> [AANGELEVERDE PASSAGE]:
::::::::
De scenarioanalyses worden berekend op basis van de bestaande wettelijke uitgangspunten en op grond van ongewijzigde waarderingsgrondslagen van de jaarrekening en ongewijzigde uitgangspunten voor de toereikendheidstoets. Om de complexiteit van de berekeningen te beperken kan de levensverzekeraar uitgaan van dezelfde onzekerheidsmarge als in de toereikendheidstoets en dienen deze onzekerheidsmarges niet per scenarioanalyse opnieuw te worden berekend. De levensverzekeraar hoeft daarnaast bij het berekenen van het effect van de scenarioanalyse geen rekening te houden met de verandering van de uitkomst van het prudentieel filter voor de voorzichtige rente, zie artikel 98, derde lid, Bpr.
::::::::
> [GEGEVENSSET]:
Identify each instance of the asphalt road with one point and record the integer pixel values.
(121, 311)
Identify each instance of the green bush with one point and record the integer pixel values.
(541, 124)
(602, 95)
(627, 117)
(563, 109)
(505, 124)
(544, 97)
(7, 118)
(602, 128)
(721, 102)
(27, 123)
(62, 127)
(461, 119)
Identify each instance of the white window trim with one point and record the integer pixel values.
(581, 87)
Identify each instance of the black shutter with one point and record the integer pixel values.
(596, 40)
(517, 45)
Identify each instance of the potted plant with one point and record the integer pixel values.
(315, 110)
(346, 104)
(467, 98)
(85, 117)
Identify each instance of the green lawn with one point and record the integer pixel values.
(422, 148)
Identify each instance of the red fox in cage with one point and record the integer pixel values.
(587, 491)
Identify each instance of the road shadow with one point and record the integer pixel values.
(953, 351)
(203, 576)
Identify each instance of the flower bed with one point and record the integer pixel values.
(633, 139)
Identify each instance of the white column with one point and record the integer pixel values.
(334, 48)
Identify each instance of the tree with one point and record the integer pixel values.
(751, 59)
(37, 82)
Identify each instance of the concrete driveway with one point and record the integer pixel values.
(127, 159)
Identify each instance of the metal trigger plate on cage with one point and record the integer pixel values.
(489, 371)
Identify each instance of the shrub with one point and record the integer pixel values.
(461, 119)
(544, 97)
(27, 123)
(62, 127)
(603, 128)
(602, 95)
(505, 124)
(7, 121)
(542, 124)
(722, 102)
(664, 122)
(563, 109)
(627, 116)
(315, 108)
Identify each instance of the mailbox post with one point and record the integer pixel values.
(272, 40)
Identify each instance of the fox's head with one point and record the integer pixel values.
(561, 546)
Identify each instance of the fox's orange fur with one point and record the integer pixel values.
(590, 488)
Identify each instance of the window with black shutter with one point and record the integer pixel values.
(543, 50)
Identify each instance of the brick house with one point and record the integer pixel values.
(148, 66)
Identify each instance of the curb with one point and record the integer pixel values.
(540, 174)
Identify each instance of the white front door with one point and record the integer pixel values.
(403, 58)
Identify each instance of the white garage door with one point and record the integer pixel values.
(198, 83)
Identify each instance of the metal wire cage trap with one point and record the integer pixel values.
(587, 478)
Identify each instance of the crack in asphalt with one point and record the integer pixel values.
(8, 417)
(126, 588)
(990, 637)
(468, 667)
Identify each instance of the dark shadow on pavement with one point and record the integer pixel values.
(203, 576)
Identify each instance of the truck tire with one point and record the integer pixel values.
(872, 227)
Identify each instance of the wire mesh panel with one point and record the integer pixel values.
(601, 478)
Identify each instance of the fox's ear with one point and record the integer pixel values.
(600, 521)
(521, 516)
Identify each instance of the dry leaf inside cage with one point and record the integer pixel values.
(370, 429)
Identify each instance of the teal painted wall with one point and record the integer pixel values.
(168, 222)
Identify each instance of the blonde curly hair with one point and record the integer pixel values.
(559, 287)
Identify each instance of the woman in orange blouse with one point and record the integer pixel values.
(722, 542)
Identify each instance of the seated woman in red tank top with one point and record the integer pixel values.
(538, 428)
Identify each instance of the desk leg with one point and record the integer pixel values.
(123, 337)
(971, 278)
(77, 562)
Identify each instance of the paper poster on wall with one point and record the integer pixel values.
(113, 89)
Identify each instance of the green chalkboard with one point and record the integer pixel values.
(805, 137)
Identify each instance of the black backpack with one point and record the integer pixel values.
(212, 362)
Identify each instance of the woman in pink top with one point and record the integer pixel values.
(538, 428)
::::::::
> [GEGEVEN OPDRACHT A]:
Beantwoord aan de hand van de aangeleverde passage de volgende vragen, elk op een eigen regel:
(i) Van welke onzekerheidsmarge mag de levensverzekeraar uitgaan om de complexiteit van de berekeningen te beperken?
(ii) Met welke verandering hoeft de levensverzekeraar bij het berekenen van het effect van de scenarioanalyse geen rekening te houden?
(iii) Naar welk artikel verwijst de passage?
> [GEGEVEN OPDRACHT B]:
Noem alle grondslagen waarop de scenarioanalyses volgens de aangeleverde passage worden berekend.

> [UITGEWERKT ANTWOORD A]:
(i) Van dezelfde onzekerheidsmarge als in de toereikendheidstoets.
(ii) Met de verandering van de uitkomst van het prudentieel filter voor de voorzichtige rente.
(iii) Naar artikel 98, derde lid, Bpr.

> [UITGEWERKT ANTWOORD B]:
- de bestaande wettelijke uitgangspunten
- ongewijzigde waarderingsgrondslagen van de jaarrekening
- ongewijzigde uitgangspunten voor de toereikendheidstoets